Texto para leitura -

· · ·

Inicialmente, as atividades foram em forma de vídeos simples, com a inclusão de movimento de pinça e braile. No entanto, a estratégia não alcançava a todos.
Dessa forma, diante uma reorganização do trabalho, a escola deixou uma professora auxiliar responsável para cada duas disciplinas. Elas escolheram as áreas e auxiliaram na produção dos materiais para os estudantes da turma.
Segundo Betina, os materiais construídos foram adaptados seguindo as especificidades de cada estudante, com ou sem deficiência. Isso gerou muitas experiências positivas. Semanalmente, os educadores eram acompanhados para tirar dúvidas e receberem orientações, por meio de reuniões. “O tempo de diálogo entre os professores de articulação aumentou muito e também a qualidade dos materiais”, completa Andreia.
Para ela, o ensino remoto remodelou a escola, apresentando outras possibilidades de ensinar, deixando mais evidente a necessidade de verificar a realidade de cada aluno, como checar quem tinha acesso à internet e a outros recursos básicos.
A educadora também destaca a importância de o processo de ensino-aprendizagem respeitar o tempo de cada um:
Este ano serviu para olharmos para nós mesmos e entendermos que o ‘meu tempo é diferente do seu’. Inclusão é justamente entender o outro e respeitá-lo.

· · ·

Amostra dos dados -
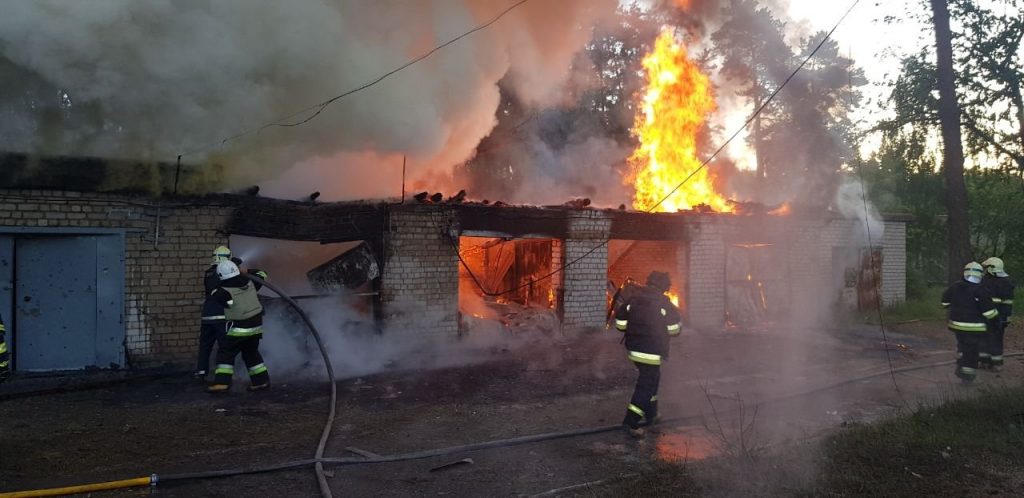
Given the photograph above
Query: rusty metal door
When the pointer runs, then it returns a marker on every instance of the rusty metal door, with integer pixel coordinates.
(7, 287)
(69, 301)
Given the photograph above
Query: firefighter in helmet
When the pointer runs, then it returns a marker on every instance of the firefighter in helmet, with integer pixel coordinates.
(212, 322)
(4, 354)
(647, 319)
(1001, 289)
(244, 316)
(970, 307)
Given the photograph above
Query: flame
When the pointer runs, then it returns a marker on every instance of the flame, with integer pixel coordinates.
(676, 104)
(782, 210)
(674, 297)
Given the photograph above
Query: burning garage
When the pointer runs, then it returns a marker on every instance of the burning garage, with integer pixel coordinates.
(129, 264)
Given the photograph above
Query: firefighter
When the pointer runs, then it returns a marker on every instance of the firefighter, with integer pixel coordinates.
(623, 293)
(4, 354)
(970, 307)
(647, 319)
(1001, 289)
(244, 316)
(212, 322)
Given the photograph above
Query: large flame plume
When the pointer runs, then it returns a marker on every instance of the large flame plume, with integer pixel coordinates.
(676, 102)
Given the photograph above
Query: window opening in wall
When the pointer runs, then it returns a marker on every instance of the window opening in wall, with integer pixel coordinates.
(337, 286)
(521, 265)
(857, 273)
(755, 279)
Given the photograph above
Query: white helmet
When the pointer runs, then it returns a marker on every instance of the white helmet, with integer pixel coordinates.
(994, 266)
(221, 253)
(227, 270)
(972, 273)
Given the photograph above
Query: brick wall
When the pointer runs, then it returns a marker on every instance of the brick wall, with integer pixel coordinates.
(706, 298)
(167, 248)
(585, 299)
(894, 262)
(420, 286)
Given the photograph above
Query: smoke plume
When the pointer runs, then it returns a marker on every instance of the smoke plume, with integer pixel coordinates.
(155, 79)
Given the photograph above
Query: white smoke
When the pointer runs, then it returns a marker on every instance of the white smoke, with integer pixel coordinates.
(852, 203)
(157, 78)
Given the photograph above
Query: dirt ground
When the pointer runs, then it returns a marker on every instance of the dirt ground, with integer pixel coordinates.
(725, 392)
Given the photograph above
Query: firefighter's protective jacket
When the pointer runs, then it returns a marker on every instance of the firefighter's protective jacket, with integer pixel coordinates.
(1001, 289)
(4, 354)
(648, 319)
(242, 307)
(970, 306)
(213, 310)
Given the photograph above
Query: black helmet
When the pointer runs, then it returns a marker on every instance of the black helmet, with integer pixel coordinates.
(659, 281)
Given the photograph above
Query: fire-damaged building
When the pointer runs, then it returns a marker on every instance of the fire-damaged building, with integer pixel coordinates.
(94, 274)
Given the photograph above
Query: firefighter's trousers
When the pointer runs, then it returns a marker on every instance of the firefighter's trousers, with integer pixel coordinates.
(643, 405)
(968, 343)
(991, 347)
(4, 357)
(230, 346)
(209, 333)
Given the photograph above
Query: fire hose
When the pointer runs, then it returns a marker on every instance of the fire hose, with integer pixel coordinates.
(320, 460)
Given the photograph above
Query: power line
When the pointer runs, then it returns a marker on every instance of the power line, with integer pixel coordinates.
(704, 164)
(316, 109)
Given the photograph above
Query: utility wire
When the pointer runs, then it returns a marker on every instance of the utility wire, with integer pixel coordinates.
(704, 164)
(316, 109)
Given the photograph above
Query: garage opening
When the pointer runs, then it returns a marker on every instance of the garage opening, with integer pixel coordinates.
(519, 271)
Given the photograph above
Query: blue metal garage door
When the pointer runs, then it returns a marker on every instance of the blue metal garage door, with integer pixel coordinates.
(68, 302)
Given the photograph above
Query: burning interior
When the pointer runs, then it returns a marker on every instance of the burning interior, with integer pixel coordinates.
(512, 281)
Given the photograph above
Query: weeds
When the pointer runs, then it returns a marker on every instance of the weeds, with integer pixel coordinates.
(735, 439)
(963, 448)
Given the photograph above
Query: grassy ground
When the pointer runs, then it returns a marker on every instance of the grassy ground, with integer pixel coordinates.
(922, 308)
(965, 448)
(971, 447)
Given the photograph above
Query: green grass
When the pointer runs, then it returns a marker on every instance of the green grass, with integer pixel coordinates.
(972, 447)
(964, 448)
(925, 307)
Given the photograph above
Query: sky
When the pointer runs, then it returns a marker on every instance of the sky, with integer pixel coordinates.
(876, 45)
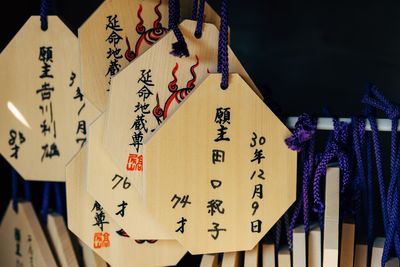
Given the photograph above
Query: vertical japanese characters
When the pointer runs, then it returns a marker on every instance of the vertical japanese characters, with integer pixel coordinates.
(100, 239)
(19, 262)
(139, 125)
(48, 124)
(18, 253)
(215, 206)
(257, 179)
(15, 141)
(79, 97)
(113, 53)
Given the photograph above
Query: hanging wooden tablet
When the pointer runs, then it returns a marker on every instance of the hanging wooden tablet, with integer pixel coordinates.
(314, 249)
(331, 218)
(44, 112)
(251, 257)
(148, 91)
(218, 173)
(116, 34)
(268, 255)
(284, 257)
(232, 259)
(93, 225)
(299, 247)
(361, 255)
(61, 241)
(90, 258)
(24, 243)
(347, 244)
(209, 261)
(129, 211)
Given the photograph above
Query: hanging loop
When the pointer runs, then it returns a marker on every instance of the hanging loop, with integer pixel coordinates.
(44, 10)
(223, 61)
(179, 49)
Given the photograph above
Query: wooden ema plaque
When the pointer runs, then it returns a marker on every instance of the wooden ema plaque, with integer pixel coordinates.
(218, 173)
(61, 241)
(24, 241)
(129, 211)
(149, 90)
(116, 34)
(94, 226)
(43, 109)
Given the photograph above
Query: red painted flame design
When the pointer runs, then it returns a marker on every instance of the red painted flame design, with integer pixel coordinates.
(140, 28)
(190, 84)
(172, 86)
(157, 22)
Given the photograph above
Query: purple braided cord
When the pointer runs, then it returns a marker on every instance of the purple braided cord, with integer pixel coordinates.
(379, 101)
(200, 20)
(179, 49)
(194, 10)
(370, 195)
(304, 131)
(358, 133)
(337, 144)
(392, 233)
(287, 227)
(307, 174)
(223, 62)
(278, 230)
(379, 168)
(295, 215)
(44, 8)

· · ·

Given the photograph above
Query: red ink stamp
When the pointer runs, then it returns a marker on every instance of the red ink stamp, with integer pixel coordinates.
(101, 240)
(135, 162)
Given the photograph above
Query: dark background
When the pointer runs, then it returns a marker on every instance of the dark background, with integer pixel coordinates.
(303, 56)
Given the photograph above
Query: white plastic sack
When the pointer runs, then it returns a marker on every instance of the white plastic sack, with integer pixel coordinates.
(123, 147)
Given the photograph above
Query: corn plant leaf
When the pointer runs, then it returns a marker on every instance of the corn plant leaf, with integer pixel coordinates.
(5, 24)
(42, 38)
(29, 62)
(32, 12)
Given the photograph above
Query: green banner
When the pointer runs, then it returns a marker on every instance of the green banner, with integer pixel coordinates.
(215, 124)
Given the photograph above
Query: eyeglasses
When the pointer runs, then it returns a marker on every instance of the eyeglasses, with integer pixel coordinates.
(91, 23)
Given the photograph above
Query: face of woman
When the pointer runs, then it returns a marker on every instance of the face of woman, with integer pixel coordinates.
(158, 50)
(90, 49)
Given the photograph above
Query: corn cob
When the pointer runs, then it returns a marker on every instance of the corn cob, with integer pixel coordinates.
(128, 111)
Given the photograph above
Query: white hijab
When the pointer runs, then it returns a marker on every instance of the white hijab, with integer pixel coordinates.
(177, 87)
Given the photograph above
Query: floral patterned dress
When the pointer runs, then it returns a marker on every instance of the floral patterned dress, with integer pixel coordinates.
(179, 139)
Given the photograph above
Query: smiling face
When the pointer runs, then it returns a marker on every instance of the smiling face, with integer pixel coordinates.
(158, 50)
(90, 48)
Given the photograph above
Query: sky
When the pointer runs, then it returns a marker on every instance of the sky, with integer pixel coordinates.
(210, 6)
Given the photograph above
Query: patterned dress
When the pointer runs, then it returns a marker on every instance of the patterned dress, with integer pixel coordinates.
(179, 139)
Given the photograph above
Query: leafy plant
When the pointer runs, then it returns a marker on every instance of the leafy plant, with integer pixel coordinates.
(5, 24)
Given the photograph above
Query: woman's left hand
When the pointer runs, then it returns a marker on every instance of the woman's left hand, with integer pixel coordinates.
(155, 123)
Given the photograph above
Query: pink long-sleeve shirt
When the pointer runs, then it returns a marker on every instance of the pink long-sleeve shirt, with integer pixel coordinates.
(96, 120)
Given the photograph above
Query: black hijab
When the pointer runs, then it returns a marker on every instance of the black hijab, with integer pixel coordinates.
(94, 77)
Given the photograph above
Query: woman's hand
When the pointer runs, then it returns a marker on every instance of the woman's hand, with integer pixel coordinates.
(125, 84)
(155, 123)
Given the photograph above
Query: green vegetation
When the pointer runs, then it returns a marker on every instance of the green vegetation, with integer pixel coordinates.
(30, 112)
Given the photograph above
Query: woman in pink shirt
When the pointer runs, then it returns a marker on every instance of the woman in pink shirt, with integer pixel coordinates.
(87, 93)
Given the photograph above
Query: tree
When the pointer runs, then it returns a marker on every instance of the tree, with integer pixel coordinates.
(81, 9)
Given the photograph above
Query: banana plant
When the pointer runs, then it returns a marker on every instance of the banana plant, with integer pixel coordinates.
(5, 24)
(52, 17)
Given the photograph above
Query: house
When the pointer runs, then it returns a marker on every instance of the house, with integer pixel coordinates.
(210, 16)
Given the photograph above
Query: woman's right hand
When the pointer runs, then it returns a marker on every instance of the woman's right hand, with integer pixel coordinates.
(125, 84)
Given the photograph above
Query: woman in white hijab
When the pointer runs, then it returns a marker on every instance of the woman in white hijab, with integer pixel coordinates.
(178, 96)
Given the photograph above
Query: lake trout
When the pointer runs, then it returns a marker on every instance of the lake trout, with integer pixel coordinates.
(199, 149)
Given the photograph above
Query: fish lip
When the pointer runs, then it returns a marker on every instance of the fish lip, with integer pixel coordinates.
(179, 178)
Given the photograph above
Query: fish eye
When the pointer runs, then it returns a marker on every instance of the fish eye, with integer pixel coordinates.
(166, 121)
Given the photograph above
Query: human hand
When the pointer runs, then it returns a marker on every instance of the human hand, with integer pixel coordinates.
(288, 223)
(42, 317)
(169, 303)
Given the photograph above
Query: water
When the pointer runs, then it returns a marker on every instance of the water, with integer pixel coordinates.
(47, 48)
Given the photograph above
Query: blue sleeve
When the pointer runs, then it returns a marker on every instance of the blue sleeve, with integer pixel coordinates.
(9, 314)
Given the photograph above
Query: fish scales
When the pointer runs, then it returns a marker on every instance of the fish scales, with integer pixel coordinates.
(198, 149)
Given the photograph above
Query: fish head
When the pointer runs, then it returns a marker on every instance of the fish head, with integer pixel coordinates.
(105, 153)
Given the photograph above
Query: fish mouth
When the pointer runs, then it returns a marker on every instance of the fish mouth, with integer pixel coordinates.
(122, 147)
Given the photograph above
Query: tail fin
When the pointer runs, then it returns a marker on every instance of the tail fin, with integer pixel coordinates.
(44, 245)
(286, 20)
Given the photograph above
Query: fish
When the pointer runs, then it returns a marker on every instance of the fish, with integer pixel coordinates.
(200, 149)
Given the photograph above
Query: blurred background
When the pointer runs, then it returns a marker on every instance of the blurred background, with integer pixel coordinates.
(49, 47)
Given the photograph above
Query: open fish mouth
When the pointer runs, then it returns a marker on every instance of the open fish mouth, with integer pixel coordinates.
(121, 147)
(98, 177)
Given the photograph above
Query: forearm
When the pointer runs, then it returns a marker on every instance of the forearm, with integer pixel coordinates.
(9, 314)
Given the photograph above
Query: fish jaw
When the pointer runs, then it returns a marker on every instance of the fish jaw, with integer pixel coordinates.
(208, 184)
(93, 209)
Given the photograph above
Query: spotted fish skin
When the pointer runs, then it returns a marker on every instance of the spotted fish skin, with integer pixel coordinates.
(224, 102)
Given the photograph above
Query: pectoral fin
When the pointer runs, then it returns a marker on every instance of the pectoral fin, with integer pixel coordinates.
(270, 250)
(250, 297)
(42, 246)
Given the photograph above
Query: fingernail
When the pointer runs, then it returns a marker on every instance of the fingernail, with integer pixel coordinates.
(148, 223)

· · ·

Questões de estudo -
#1 Responda com base no texto sobre inclusão no ensino remoto:
(a) Em que formato foram feitas inicialmente as atividades?
(b) Cada professora auxiliar ficou responsável por quantas disciplinas?
(c) Com que frequência os educadores eram acompanhados em reuniões?
#2 Transcreva do texto sobre inclusão no ensino remoto o trecho entre "Inicialmente, as atividades" e "estudantes da turma.", inclusive.

Respostas por questão -
#1
(a) Em vídeos simples, com a inclusão de movimento de pinça e braile.
(b) Por duas disciplinas.
(c) Semanalmente.

#2
Inicialmente, as atividades foram em forma de vídeos simples, com a inclusão de movimento de pinça e braile. No entanto, a estratégia não alcançava a todos.
Dessa forma, diante uma reorganização do trabalho, a escola deixou uma professora auxiliar responsável para cada duas disciplinas. Elas escolheram as áreas e auxiliaram na produção dos materiais para os estudantes da turma.